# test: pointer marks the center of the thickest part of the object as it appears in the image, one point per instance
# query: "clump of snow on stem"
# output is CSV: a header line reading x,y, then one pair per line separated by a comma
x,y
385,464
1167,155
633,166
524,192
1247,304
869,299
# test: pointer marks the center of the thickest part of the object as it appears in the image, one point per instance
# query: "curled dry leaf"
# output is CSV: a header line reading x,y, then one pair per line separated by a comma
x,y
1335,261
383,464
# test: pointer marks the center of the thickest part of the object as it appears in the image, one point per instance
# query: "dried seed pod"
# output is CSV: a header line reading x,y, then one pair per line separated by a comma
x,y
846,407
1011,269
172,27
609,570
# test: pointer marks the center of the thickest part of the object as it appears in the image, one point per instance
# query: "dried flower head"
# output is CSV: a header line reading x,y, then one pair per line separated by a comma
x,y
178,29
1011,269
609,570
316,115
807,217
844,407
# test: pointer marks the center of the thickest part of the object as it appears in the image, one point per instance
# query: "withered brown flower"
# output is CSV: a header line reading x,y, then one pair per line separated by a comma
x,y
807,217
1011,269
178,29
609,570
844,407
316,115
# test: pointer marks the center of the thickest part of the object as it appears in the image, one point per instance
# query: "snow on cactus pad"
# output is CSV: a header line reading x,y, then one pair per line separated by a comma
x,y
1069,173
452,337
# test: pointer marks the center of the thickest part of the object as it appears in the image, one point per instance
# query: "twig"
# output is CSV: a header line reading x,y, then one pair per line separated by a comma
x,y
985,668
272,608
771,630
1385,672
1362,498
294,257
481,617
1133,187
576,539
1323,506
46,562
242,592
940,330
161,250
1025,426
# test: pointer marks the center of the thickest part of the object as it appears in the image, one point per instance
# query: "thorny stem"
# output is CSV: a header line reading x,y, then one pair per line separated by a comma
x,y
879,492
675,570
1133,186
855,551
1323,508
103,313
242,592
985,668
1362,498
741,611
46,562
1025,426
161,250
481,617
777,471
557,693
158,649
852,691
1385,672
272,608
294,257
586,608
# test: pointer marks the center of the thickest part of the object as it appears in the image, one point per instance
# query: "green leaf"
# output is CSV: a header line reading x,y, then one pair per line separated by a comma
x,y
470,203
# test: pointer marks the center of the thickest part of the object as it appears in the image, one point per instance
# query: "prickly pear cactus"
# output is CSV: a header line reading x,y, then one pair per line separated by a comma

****************************************

**TO DO:**
Recite the full listing above exactly.

**RESULT OF THIS TASK:**
# test: pointer marks the center of the thickest part of the object as it appears in the image, one point per instance
# query: "clump of snow on stem"
# output is CSV: a header line reading x,y, then one pair per line separated by a comma
x,y
385,464
1167,155
633,166
524,192
1247,304
869,299
# test: pointer marks the center of the thickest part of the object as it appears in the image, one point per instance
# query: "curled dry leaf"
# output is CSV: a header line reading x,y, then one pair per line separated by a comma
x,y
1335,261
383,464
# test: pointer marks the center of the thickest part of the object as it appears in the image, one point per instance
# query: "dried seed pod"
# output is CSV: a header line reading x,y, then one pair per line separated by a comma
x,y
846,407
1011,269
172,27
609,570
# test: pointer marks the center of the thickest part of the object as it appears in the image, one point per instance
# query: "dried flower head"
# output is CSV: a header line reading x,y, then one pair per line separated by a comma
x,y
178,29
1011,269
609,570
316,115
807,217
844,407
# test: pointer marks the center of the thickest part of the object as it appears in the image, one point per instance
# query: "withered brown flower"
# output is CSV: a header line reading x,y, then one pair per line separated by a comma
x,y
807,217
1011,269
178,29
609,570
844,407
316,115
# test: pointer marks the center of the thickest part of the object as it appears in the image, one point per instance
# query: "snow on cactus pad"
# output is CSV: a header line reading x,y, then one pair per line separated by a comma
x,y
1069,173
452,337
# test: pointer marks the center of the thickest part of the object as it appears in the image, one point per instance
# query: "twig"
# output is CSV: a header line reading x,y, then one pair per line separated by a comma
x,y
985,668
272,608
771,630
1385,672
1362,498
294,257
481,617
1133,187
576,539
1323,506
46,562
242,592
940,330
161,250
1025,426
# test: pointer marks the center of the thickest part of the object as it appears in the image, one point per instance
# query: "thorny stem"
# output is CSV: a header line reading x,y, then one pair per line separated by a comma
x,y
879,492
675,570
1133,186
855,551
1323,508
103,313
242,592
985,668
1362,498
741,611
46,562
1025,426
161,250
481,617
777,471
557,693
158,649
852,691
1385,672
272,608
294,257
586,608
# test: pointer marks the center of the thickest part of the object as it appears in the image, one point per instance
# query: "green leaf"
# output is CSV: a header line reading x,y, then one pair per line separated by a comma
x,y
470,203
# test: pointer marks the center of the thickest part of the object as it appears in the image, one point per instance
# query: "prickly pear cactus"
# output is CSV: a header line reading x,y, then one pair per line separated by a comma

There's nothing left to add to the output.